> [Supplied passage]
--- start ---
Image via Flickr by ellendv13
Influencer marketing is one of the fastest word-of-mouth strategies that marketers are embracing; however, as companies try to tap into influencers, more are breaking the law. In an effort to boost visibility, brands pay influencers for a post or ask them to share their products in exchange for samples or free services. However, under FTC guidelines, any account or person who gets paid to post about a product (either through money, free products, or some other relationship) must disclose that it is an ad and not an organic endorsement.
Typically, this isn’t a difficult law to follow. Most celebrities use the hashtags #ad or #sponsored or something similar to differentiate paid ads from their normal posts. Unfortunately, not all celebrities follow this rule. In April of 2017, the FTC sent letters to more than 90 social media influencers, letting them know they were violating disclosure guidelines. This was the first time the FTC sent such letters, which shows that in the future, written warnings and fines could be more common.
If you form a partnership with an influencer who doesn’t disclose when they’re posting a paid ad, your relationship could be at risk when the FTC starts cracking down on unclear endorsements.
Along with influencer guidelines, the FTC also has guidelines for email marketing protocols. These guidelines protect customers from receiving unsolicited emails that clog inboxes and frustrate users. In fact, these guidelines offer similar digital protections as laws against robocalls or junk mail.
There are a few key elements of the CAN-SPAM Act that companies need to know. Each violation can hold penalties up to $40,654, which means breaking these rules can hurt or ruin a company. A few key rules include:
The email cannot use false or misleading contact information or subject lines.
Senders must provide a physical address and disclose that the email is an ad.
The email must contain information on how to opt out.
The organization must honor the opt-out request promptly.
There’s another rule set by the FTC that says companies that contract out their marketing services (to an agency or email provider) must monitor what their email vendor does. A company can’t claim ignorance if its vendor is breaking the law.
For more information on the CAN-SPAM Act, check out the FTC’s website, which offers tips as well as a useful Q&A for clarifying the rules.
More kids and students than ever use the Internet, but that doesn’t mean they’re fair game for advertisers looking to push everything from slime to Disney cruises. The government created the Children’s Online Privacy Protection Act (COPPA) to limit which companies could advertise to kids online and what data they could collect.
--- end ---
> [Supplied entries]
--- start ---
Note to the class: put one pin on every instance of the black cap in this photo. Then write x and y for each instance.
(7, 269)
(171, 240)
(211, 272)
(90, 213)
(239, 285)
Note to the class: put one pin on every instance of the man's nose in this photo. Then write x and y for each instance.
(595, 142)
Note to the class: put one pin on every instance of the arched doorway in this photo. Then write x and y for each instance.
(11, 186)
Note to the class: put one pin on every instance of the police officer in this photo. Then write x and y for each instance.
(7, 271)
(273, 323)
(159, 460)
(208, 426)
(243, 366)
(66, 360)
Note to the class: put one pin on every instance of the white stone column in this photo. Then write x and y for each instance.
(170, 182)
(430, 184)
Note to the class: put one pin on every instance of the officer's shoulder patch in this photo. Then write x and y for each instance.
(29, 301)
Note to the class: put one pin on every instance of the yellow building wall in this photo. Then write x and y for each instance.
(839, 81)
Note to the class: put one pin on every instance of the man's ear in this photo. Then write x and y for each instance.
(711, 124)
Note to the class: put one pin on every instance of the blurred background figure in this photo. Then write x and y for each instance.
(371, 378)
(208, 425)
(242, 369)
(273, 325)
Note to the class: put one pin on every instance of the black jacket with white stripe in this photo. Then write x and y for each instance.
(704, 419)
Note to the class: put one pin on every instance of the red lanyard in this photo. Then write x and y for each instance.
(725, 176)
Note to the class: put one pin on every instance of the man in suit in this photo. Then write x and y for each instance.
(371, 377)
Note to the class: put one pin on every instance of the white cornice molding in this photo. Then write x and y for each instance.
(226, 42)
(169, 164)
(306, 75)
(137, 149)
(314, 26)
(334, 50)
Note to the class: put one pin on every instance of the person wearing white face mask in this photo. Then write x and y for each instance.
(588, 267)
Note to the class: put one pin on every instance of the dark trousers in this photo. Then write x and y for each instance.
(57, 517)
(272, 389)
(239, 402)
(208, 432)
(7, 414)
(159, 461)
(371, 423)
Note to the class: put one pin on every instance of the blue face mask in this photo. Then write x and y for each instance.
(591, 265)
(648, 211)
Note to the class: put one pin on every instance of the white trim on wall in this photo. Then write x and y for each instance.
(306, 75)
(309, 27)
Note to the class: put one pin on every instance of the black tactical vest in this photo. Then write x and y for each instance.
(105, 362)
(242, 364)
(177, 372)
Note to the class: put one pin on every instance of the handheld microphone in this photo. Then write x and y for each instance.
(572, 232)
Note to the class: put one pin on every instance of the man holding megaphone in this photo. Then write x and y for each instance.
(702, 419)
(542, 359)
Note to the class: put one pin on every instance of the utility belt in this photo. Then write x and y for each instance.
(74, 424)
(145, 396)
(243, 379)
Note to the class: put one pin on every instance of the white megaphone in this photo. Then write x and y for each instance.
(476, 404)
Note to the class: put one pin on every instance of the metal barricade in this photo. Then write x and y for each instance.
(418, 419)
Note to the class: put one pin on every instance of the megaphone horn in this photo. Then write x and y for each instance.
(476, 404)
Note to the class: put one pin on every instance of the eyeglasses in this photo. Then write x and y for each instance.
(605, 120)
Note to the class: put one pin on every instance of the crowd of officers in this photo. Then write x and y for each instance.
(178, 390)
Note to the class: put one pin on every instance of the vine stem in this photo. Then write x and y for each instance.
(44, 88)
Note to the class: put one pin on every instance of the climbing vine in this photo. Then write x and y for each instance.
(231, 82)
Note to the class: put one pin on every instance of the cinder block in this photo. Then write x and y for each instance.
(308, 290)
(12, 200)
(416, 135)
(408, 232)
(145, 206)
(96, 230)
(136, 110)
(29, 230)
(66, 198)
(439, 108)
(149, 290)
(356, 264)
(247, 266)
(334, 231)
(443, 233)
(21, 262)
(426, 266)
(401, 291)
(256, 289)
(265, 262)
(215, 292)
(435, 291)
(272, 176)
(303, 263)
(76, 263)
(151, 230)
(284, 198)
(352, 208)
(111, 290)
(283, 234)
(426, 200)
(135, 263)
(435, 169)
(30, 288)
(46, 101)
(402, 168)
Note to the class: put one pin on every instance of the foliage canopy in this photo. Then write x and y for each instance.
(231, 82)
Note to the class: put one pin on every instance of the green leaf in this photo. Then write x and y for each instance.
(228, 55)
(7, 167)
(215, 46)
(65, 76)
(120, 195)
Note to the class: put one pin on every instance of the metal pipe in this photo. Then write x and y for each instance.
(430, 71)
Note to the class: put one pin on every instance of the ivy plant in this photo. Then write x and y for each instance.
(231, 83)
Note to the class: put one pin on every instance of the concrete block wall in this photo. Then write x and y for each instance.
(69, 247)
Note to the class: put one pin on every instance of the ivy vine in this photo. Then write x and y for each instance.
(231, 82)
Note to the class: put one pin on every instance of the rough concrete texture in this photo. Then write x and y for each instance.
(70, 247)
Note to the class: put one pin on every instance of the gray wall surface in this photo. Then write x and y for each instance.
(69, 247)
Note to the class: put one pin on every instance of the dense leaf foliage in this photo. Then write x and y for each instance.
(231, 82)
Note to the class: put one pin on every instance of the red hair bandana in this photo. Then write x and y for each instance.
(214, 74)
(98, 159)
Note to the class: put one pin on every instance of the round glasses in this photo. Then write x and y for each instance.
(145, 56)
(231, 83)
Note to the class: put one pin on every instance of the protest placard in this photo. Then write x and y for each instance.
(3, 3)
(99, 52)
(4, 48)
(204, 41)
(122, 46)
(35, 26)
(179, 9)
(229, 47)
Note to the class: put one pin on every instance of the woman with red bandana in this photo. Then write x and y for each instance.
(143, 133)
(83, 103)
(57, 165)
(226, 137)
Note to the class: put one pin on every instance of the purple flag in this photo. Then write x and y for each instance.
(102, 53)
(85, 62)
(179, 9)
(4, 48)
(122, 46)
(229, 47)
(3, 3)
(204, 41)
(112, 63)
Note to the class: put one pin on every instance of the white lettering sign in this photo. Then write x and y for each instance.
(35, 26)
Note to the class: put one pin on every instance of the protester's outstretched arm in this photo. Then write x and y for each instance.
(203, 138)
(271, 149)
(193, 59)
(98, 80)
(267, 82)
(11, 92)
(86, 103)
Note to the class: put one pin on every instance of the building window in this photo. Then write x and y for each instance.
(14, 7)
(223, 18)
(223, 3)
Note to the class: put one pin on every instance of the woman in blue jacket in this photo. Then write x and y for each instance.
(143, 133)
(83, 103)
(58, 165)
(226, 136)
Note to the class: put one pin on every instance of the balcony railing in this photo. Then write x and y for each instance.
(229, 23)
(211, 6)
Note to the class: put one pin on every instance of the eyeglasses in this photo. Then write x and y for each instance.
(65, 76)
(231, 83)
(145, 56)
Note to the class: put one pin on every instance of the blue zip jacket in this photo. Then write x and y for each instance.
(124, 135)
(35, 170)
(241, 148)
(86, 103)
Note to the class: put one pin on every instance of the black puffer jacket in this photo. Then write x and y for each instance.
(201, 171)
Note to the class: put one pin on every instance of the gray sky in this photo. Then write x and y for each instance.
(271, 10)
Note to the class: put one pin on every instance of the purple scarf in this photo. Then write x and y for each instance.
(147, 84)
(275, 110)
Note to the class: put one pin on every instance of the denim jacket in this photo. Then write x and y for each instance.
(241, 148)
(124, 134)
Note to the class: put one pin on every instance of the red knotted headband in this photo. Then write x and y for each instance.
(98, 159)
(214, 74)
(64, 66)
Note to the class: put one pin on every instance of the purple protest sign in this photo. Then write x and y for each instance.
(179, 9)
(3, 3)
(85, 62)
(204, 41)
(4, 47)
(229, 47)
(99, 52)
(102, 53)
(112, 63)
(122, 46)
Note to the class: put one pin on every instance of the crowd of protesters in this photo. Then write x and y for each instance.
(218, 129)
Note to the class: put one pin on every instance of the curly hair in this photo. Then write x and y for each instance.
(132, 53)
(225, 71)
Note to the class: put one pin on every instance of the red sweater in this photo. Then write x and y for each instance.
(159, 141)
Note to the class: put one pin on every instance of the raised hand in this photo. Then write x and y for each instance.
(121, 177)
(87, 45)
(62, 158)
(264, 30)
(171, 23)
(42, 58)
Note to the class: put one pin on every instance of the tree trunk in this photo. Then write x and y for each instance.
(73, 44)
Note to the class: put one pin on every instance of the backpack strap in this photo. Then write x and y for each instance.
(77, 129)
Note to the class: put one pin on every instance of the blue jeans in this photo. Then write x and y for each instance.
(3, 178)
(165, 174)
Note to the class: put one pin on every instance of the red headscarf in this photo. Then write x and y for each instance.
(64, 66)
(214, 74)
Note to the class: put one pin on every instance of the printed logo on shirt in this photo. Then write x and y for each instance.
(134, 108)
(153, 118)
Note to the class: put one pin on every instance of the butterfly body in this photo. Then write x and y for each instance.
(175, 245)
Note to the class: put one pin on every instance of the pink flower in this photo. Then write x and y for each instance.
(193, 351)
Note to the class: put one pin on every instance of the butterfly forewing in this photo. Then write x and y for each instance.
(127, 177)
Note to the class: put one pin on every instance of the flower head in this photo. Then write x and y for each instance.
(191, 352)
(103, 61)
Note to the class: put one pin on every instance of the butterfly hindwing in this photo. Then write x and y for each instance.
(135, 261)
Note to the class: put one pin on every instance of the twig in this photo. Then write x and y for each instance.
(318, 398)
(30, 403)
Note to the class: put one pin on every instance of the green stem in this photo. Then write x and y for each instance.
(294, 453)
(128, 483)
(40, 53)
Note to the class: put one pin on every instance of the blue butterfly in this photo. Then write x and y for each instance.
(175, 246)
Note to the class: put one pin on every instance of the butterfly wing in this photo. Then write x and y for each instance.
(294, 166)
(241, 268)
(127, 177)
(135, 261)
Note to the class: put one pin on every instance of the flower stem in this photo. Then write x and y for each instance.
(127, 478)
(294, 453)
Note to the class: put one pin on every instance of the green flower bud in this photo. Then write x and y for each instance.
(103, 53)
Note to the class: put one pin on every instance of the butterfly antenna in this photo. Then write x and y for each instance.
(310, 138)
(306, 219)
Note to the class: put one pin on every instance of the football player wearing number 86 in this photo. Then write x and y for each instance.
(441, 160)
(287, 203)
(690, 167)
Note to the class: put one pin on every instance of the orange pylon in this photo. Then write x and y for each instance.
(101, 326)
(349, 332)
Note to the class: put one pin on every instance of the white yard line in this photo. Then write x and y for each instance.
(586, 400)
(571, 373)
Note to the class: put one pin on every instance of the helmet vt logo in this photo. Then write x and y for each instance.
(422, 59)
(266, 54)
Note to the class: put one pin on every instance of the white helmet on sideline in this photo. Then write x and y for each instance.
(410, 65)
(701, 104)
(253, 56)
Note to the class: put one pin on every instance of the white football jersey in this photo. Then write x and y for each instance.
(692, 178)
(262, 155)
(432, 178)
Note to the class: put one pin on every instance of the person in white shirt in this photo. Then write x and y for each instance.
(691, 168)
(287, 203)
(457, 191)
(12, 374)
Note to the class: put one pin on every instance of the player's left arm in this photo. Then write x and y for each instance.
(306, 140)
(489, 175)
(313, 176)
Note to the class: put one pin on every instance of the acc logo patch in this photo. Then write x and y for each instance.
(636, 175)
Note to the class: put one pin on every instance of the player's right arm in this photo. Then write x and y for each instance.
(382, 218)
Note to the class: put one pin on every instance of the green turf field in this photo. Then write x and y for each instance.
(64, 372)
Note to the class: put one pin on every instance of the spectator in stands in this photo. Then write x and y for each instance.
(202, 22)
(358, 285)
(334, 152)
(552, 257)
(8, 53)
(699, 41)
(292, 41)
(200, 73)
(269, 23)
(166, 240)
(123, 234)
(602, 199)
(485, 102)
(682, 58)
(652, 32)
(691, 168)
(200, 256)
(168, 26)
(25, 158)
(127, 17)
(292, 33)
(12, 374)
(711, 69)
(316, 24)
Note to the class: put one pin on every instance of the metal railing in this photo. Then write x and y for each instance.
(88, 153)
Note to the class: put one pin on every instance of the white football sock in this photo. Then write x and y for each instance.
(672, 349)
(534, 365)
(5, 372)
--- end ---
> [Requirement]
Decide whether each statement agrees with the passage on FTC marketing rules above, answering yes or no and quoting the words from that passage that settle it. 1. The letters the FTC sent to influencers in April 2017 were not the first of their kind. 2. Each CAN-SPAM violation can carry a penalty of up to $40,654. 3. A company can claim ignorance when its email vendor breaks the law.

> [Complete output]
1. No: "This was the first time the FTC sent such letters"
2. Yes: "Each violation can hold penalties up to $40,654"
3. No: "A company can’t claim ignorance if its vendor is breaking the law."